[TASK GOAL] In the text on keeping muscle gains below, what share of daily calories should carbohydrates make up?

[SUPPLIED PASSAGE]
________

What should you do after reaching your goals in terms of body weight, body composition, and muscle hypertrophy and now seek to maintain what you’ve accomplished? (Congratulations, by the way! Let’s not race past that achievement.)
Continue to use your muscles
Unfortunately, losing muscle mass is a lot easier than gaining it, as the physiological effects of exercise are reversible.
The effects of detraining are influenced by the overall duration and level of reductions to physical activity. Muscle atrophy, or the loss of muscle due to lack of use, can begin to take place within a week or so of stopping your workouts. Understand that this is a slow process, so it’s not as though you’re going to lose all of your hard-earned gains if you take a week off for vacation or due to illness. However, what this illustrates is just how important it is to stay active on a regular basis in order to maintain your fitness level.
If you anticipate taking time off from your usual workout routine for any reason, plan ahead by finding ways to stay active. For example, if you’re traveling for work or for vacation, pack some portable exercise equipment such as resistance bands, a suspension trainer, a jump rope, or a yoga mat. Also, check out the hotel gym or explore opportunities to be active outdoors. Remember, some activity is always better than none.
Focus on nutrition
Weight loss occurs as the result of decreased caloric intake. This holds true regardless of whether the body is shedding body fat or muscle mass. Therefore, maintaining your muscle gains and improved body composition requires that you consume adequate calories. Of course, the types of foods you eat are as important as the quantity.
Muscle atrophy can also occur as a result of poor nutrition, particularly low protein intake. If your body isn’t getting enough protein through your diet, it will begin to “steal” protein from the muscles to support your nutrition needs.
Guidelines state that protein should make up between 10% and 35% of total calories for adults. While building and maintaining muscle may require you to stay toward the higher end of that range, individuals regularly participating in muscle-building activities may require more specific protein recommendations around timing and type of protein intake, depending on their training schedule and intensity of workouts.
For example, a 70kg individual would eat between 70g and 140g of protein per day, spread throughout their meals and snacks. Ultimately, protein intake is specific to individual needs and should be based on experience level, athletic goals, and timing of training and competition.
Carbohydrates are also vital for muscle building and should make up about 45% to 65% of your daily caloric intake. Carbohydrates are converted to glycogen, which is the form of energy stored in the muscles and that powers your workouts. Focus on eating fruits, vegetables, whole grains, and low-fat or non-fat dairy products.
Finally, fat is an essential energy source and should make up between 20% and 35% of your total calories. Focus on eating heart-healthy fats like vegetable oils and nuts. Fatty fish is an excellent source of both healthy fats and protein.
Get enough rest
The final element of building and maintaining gains in muscle size is recovery, which is an often-overlooked element in many exercise programs. Getting adequate sleep is essential, as this is a time of rebuilding. Resistance training breaks down the muscles; gains are actually made during the repair and recovery process, much of which takes place while we sleep. Relaxation is important during the day as well, as emotional stress can be detrimental to overall health.
Reaching a fitness goal, whether it involves muscle hypertrophy, weight loss, or improved sports performance, requires considerable dedication and persistence. Many people lose sight of that after reaching their goals and are understandably disappointed when the results of their efforts start to fade. You can avoid that fate by planning ahead and being prepared to maintain a consistent focus on your health and wellness.

________

[INFORMATION SHOWN]
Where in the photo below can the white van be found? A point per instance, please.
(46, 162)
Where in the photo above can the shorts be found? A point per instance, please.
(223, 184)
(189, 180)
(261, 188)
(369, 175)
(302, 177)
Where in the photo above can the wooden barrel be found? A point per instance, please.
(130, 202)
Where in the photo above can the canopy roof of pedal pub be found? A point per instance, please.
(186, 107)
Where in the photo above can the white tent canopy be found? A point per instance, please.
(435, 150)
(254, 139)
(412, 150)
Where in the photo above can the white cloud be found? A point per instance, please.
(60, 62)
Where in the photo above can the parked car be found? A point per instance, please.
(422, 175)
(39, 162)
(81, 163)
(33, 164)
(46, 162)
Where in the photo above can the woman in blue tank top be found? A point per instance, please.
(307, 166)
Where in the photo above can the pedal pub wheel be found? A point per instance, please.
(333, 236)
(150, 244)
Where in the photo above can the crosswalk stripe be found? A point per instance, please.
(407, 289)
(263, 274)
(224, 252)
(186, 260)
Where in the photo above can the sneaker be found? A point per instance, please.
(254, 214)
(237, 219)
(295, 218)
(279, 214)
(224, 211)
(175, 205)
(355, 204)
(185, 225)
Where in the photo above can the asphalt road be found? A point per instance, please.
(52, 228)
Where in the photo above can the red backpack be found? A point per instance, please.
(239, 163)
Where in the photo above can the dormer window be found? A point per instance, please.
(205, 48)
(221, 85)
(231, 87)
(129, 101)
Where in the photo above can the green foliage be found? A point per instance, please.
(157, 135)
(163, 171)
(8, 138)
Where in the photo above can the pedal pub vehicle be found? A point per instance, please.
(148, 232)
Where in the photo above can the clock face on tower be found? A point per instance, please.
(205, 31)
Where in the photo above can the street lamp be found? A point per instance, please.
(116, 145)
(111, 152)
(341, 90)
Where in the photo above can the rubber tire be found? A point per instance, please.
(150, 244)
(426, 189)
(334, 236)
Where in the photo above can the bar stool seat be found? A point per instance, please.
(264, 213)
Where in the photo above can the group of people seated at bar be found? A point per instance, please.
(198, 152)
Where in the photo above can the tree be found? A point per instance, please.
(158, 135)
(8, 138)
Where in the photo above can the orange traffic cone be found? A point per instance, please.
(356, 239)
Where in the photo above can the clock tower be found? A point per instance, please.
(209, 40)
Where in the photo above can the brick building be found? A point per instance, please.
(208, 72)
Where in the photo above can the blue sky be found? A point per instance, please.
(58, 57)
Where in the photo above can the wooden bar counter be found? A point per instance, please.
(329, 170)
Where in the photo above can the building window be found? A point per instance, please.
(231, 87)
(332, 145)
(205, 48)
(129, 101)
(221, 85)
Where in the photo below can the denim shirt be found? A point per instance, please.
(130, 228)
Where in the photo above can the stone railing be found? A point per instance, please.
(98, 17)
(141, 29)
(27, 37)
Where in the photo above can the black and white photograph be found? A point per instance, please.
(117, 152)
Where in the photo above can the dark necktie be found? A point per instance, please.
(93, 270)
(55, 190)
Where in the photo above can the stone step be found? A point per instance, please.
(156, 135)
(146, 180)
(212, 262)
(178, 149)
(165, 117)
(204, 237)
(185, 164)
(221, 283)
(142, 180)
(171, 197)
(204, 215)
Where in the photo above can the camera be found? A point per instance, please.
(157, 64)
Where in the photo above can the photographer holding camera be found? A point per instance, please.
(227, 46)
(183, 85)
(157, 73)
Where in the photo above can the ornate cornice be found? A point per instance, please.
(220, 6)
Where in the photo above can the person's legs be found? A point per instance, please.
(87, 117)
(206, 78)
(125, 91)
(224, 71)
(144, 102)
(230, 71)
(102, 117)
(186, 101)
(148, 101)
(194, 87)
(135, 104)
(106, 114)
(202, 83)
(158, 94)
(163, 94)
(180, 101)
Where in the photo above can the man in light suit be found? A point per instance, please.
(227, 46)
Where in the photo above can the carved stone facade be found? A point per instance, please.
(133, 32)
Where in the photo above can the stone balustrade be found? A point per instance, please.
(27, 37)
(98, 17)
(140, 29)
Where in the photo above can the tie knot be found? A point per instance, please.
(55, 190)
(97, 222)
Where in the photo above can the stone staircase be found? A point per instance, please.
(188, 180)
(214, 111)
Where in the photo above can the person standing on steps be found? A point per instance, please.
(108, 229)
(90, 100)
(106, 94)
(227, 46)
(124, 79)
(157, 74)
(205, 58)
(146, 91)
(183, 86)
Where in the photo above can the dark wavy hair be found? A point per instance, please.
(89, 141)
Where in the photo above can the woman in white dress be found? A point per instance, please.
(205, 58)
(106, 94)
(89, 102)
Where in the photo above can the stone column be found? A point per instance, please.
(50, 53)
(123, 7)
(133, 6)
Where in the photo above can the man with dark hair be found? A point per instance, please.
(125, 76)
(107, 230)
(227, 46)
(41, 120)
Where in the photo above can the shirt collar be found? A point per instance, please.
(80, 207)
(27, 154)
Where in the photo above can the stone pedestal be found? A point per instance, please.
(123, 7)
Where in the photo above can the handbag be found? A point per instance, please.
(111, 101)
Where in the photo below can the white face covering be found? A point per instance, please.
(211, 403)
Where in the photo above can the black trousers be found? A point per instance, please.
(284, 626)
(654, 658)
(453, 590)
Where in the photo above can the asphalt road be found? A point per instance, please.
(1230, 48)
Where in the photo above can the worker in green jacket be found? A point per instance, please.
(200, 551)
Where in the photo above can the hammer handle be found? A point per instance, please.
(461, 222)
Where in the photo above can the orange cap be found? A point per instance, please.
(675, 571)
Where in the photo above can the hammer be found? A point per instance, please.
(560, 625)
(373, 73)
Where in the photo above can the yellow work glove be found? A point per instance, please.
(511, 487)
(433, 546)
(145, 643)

________

[PROBLEM SOLUTION] About 45% to 65%